*** Opening of GIVEN DATA ***

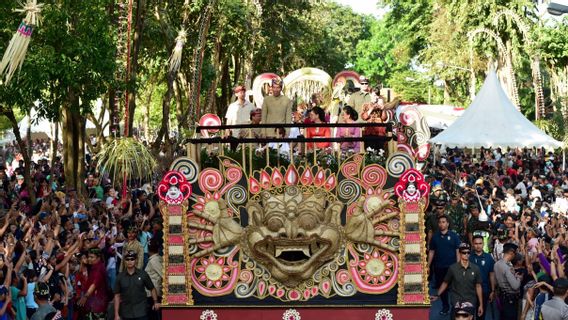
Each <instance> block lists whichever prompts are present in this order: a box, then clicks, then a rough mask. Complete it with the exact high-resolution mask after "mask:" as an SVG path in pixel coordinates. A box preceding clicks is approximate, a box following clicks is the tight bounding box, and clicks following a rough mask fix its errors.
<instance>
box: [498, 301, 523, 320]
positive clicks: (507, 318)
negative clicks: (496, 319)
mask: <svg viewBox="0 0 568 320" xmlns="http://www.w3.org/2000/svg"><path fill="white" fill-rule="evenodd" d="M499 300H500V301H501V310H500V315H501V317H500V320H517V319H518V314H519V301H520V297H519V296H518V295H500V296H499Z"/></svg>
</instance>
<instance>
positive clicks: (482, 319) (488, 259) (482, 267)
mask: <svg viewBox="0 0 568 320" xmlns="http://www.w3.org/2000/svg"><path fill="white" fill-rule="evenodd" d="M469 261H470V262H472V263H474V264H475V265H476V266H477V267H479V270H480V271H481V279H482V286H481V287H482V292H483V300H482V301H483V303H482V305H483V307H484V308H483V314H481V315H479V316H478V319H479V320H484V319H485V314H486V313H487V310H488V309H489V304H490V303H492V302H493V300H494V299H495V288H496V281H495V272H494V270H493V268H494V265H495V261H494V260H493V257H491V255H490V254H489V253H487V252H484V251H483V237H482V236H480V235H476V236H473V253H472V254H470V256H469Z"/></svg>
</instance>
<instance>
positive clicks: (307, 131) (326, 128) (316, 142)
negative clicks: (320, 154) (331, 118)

*** Close of GIVEN DATA ***
*** Opening of GIVEN DATA ***

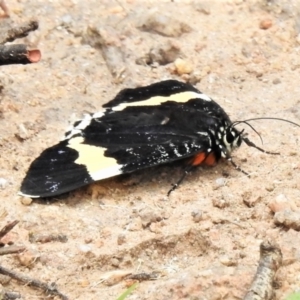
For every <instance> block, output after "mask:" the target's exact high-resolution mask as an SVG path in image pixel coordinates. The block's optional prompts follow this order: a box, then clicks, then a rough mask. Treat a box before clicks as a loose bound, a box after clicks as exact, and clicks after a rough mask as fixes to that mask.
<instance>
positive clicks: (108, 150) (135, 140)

*** Close of GIVEN DATA ***

▶ _TASK DIRECTIONS_: Go through the material above and output exactly the lines from the one containing "For every <instance>" through the one containing "positive clicks: (108, 150) (135, 140)".

▶ _RESULT FOR THIS EXERCISE_:
For every <instance> block, output after "mask:" the target's exact high-resolution mask as an SVG path in image pixel coordinates. The block's optional prompts follow this order: a box, then clicks, then a rough mask. Treat a box before clicks as a loose bound, a box after clicks as exact, and clicks after a rough mask as fixes to that mask.
<instance>
positive clicks: (108, 150) (135, 140)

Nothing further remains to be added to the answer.